### WORK REQUIRED
Please rewrite the records from the line with "Task: indicate one point per instance of the clear" through the end of the records, keeping the requests as they are and scaling every coordinate in the answers by 2.2, rounded to whole numbers with halves going up.

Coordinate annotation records
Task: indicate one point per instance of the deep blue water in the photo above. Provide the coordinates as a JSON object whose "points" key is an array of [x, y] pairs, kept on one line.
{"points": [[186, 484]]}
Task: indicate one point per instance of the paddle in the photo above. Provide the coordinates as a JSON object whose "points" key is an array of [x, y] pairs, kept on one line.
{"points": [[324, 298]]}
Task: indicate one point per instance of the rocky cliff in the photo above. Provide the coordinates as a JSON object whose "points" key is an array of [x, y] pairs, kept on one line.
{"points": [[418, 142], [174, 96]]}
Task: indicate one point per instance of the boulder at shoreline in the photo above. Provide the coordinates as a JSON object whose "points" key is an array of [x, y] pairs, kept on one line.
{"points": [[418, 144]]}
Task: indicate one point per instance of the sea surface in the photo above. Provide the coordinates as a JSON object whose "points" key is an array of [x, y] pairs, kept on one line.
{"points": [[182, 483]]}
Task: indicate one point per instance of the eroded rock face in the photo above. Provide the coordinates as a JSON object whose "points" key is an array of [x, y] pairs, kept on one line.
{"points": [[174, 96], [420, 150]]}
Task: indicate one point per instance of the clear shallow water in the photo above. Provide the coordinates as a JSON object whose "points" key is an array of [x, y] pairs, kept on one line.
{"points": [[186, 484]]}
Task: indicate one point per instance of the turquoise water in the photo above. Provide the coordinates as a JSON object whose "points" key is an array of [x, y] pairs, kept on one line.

### WRITTEN REPLY
Task: indicate one point per instance of the clear shallow water in the photo above. Provide the coordinates as a JSON object whose "points" key is an array of [x, y] pairs, kept on one line.
{"points": [[409, 1065]]}
Task: indicate one point per instance of the turquoise water in the photo above. Provide the coordinates as a JSON object whose "points" key is an array of [x, y] pairs, kept on one line.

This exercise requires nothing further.